### WHAT IS ASKED
• a. According to the dust collector thread, about how many clear bags does 1yeldud1 go through each year?
• b. Write the next part of the dust collector forum thread, picking up after the last post shown.

### DOCUMENT EXCERPT

# JET DC-1100VX-CK Dust Collector: Unpacking and Assembly



## retfr8flyr

I have this same DC and you should be very happy with it, I know I am.


----------



## 1yeldud1

I also have this same colledtor- I have upgraded mine with a larger set of casters (which I had on Hand) so it would roll evenbetter. i would also like to recommend buying a remote control - mine is a "rockler" unit - have not had any problems with the collector or remote. I did remove my filter after about 1 full year of use and it was completely full of very light dust - I took it out in my yard in August and cleaned it out with my gas powered leaf blower - it worked very well for cleaning this item out also be shur to have a plan for replacing the clear bags- I go thru about 3 a year at this time


----------



## groland

Thanks retfr8flyr and 1yeldud1 for your comments. I'm really pleased that you are happy with this DC.

The comments on cleaning the canister with a leaf blower were especially interesting. I have an electric leaf blower, so I'll use that when it's time to clean the canister.

Do you guys attach the DC to one machine at a time or have it in a fixed location with hoses and blast gates to your tools?

George


----------



## runswithscissors

If you have a 220 outlet, you should be able to do the motor switchover yourself. Very simple. Instructions should be on the motor plate, or inside the cover to the motor's cord inlet box.


----------



## Moose82

I love mine! Sure you will too!


----------



## retfr8flyr

George, I just connect it to the machine I am using at the time. I have limited space and have to move machines around, when in use, so it's easier to just hook up the DC when I am using that machine. I have found the clear bag to be very easy to install but can be difficult to get it to release when it gets full. I try and empty mine when it's about half full, it's just easier for me. I just dump everything into a regular trash bag and reuse the heavy clear bag.


----------



## 1yeldud1

Basically I do the same as "retfr8flyer" - I move/roll mine around the shop and use "rockler" dust right connectors for all of my machines - Several years ago i chose rockler connectors and they have worked fine - i think i have replaced one broken connector in 5 years. I also try to fill my clear bag to about 1/2 full and dump it into a 55 gallon yard bag (outside the shop) I have a friend who has a outside burning wood stove and he takes all of the saw dust i make - actually he supplies me with 55 gallon yard bags to use - lol - I have a tag attached to my collector with a date of about every 6 months to remind me to remove the large air filter and clean it out in the yard with my leaf blower - I use a 12 inch disc sander a lot and you will be amazed how much dust is retained in the canister filter even after stirring it with the handle - just be pick a spot out in the yard to do this cleaning


----------



## Duckster

I'm glad you are happy with these units. I bought the 650 CFMunit from Rockler and it works fine if your close to the piece of equipment your using. It does not work worth a flip for the application I am using. I am running 35 feet of 4" hose and it doesn't work well. What isthe CFM power of your unit?

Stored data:
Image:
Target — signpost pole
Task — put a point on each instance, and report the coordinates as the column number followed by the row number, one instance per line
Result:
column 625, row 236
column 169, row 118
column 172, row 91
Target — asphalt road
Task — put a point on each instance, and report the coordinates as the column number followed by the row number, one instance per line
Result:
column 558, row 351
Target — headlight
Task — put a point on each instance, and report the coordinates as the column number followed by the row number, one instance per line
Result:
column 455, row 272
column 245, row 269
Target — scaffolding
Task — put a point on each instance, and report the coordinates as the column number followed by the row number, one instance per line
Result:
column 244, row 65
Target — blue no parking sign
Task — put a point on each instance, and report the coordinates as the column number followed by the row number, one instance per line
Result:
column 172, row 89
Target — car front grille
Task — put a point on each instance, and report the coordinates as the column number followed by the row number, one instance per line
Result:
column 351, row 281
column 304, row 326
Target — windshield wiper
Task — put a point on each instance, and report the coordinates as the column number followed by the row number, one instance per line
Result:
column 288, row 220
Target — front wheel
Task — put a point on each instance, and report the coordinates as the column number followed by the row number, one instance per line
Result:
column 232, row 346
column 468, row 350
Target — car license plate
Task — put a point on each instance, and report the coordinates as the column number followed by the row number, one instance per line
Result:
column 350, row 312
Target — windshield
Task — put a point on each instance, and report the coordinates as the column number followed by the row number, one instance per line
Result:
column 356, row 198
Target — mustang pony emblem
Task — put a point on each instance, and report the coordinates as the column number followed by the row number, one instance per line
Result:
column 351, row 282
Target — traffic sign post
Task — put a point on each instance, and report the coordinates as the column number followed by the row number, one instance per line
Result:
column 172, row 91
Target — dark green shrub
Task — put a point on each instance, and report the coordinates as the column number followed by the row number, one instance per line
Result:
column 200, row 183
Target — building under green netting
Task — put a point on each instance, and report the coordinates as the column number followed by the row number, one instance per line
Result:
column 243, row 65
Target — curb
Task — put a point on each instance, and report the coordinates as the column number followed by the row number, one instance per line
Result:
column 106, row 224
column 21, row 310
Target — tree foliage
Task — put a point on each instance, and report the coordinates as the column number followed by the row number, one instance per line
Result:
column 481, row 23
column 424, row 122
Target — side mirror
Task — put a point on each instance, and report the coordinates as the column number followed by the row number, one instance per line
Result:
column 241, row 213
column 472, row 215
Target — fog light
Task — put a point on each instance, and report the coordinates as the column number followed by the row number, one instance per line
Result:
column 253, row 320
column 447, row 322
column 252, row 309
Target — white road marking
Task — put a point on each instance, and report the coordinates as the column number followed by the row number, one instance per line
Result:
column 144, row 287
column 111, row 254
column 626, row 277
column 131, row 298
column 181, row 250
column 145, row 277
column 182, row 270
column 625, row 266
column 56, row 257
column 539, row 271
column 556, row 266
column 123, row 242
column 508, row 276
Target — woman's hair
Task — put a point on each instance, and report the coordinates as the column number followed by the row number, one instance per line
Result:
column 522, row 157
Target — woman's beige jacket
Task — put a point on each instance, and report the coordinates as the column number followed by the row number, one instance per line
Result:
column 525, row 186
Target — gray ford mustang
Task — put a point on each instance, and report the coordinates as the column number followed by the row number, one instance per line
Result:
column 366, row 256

### ANSWERS FOR THE TASKS
• a. About three a year.

• b.
----------



## Dusty56

"I hope to add another review after I have used the dust collector for awhile."
Good idea…that's what a review is actually supposed to be used for. Glad to see that the palletized product and delivery by Estes warranted 5 stars in this "review". Be sure to update this when you plug it in for the first time.


----------



## groland

runswithscissors,
I am electrically challenged and do nothing with wiring. I do feel capable of resetting a tripped circuit breaker or using an extension cord but that's it. I have an excellent electrician and he stopped by to help me. It took two phone calls to JET to determine what to do. The first concern was whether it would void the warranty either to cut off the stock plug or completely rewire the unit (apparently not).

The second phone call was necessitated by the fact that the rewiring diagram inside the switch box was different from the one in the Manual. The JET advisor told the electrician what to do, which he understood, but he wasn't too excited about their method. We'll see after Thanksgiving if it works out as we're waiting for appropriate plugs which our electrical supplier was temporarily out of.


----------



## groland

yeldud1,
Thanks. I got the dust connection kit and a long section of 4" hose from Rockler this week. While the electrician was working on the wiring, I attached dust ports to my table saw, jointer, planer and band saw. It was so cold I had to heat the 4" hose with a hair dryer to lesses its stiffness and was then able to connect it to the DC and the end that connects to the machines.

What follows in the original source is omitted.